2015年3月28日(土)「ジュピター」

JUPITER ASCENDING・2015・米/英・2時間07分

日本語字幕:丸ゴシック体下、アンゼたかし/シネスコ・サイズ(デジタル、Arri、ALEXAほか)/ドルビー・デジタル(IMDbではDATASAT、SDDS、ドルビーAtmos、Auro 11.1)

(米PG-13指定、英12A指定)(3D上映、IMAX版もあり)

公式サイト
http://wwws.warnerbros.co.jp/jupiterascending/index.html
(音に注意。全国の劇場リストもあり)

(レコード抜粋):
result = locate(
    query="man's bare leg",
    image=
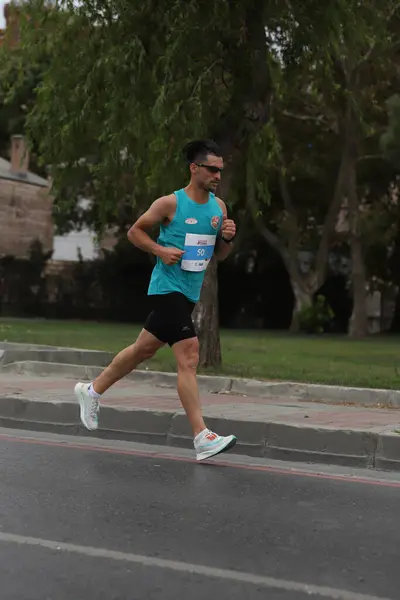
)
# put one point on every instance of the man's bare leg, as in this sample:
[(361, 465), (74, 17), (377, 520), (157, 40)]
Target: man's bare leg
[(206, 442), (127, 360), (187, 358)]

(取り組む内容):
提示文のうち、「日本語字幕:丸ゴシック体下、」で始まり「(音に注意。全国の劇場リストもあり)」まで続く部分を、一字一句変えずに再掲してください。

(出力全文):
日本語字幕:丸ゴシック体下、アンゼたかし/シネスコ・サイズ(デジタル、Arri、ALEXAほか)/ドルビー・デジタル(IMDbではDATASAT、SDDS、ドルビーAtmos、Auro 11.1)

(米PG-13指定、英12A指定)(3D上映、IMAX版もあり)

公式サイト
http://wwws.warnerbros.co.jp/jupiterascending/index.html
(音に注意。全国の劇場リストもあり)